PROVIDED DATA:
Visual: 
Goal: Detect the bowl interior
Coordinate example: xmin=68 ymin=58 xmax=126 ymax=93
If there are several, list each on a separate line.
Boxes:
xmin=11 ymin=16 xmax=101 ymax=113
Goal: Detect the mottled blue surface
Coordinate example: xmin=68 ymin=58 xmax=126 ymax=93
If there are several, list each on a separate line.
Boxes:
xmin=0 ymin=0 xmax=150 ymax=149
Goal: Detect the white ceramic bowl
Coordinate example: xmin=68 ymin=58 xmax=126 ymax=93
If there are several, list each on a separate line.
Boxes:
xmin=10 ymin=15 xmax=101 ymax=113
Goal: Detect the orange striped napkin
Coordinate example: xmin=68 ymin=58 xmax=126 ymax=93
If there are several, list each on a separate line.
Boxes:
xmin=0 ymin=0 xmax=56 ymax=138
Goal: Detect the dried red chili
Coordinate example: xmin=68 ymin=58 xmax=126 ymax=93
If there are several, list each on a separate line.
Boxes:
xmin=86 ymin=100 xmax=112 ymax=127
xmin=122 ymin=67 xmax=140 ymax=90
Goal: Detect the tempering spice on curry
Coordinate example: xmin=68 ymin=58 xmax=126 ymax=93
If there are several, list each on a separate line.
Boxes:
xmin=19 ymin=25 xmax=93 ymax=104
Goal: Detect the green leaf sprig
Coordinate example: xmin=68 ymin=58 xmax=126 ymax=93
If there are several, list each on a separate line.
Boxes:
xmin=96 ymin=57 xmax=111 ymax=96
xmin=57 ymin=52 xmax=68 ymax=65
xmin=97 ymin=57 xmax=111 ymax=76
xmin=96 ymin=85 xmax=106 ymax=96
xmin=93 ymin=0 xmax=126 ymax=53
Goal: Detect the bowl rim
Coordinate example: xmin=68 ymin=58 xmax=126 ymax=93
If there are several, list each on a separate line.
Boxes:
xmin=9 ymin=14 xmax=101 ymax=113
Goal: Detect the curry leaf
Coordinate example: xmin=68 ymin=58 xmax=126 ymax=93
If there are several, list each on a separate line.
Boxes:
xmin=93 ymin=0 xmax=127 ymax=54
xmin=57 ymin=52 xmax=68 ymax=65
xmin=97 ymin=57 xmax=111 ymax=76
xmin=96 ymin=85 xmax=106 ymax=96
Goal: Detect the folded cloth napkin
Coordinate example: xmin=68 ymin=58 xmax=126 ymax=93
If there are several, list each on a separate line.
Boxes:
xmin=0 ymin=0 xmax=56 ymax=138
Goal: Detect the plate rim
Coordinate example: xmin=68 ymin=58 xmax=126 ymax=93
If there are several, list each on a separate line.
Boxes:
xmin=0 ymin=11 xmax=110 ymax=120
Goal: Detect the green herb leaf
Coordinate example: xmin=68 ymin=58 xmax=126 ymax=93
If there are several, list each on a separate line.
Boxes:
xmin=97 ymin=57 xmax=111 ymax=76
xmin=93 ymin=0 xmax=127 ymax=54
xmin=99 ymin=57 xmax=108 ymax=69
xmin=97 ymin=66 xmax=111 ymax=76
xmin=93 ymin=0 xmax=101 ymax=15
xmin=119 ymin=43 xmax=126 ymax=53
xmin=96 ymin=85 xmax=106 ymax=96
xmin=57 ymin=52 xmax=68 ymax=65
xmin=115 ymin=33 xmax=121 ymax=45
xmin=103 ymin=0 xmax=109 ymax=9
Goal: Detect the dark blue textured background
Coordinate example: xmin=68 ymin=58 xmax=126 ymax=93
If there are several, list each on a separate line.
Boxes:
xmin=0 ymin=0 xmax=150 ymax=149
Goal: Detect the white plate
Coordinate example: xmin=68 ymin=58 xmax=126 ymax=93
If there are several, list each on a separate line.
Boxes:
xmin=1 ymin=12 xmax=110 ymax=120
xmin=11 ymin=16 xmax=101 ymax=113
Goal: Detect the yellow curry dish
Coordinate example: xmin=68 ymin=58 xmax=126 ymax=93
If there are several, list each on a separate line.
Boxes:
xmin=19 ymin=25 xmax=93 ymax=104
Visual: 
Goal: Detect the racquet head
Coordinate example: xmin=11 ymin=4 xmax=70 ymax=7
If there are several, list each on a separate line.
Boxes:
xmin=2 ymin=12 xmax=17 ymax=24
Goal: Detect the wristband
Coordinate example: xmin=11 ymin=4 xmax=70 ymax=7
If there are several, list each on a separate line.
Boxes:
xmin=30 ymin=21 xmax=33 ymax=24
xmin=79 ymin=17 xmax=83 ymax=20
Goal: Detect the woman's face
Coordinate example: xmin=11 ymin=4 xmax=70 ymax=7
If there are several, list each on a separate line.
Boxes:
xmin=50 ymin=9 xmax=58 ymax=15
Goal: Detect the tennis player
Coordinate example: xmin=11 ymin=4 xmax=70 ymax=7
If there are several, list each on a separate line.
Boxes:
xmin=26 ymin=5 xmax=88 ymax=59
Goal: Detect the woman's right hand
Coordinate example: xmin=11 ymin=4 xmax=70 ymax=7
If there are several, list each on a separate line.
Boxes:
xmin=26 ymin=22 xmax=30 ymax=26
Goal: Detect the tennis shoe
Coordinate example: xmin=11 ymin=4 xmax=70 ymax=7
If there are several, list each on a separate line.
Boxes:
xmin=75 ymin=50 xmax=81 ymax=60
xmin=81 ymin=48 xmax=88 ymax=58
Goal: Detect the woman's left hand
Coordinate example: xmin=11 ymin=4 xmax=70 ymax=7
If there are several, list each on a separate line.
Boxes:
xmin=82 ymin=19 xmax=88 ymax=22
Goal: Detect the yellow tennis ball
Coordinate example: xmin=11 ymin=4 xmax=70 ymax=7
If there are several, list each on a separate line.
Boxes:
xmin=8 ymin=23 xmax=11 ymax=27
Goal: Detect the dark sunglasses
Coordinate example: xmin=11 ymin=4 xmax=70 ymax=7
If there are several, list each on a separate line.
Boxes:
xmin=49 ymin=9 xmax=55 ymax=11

PROBLEM REQUIREMENTS:
Read the data above and pull out each line that holds the string "curry".

ANSWER TO THIS PROBLEM:
Goal: Detect the tempering spice on curry
Goal: Detect the curry leaf
Goal: Detect the yellow curry dish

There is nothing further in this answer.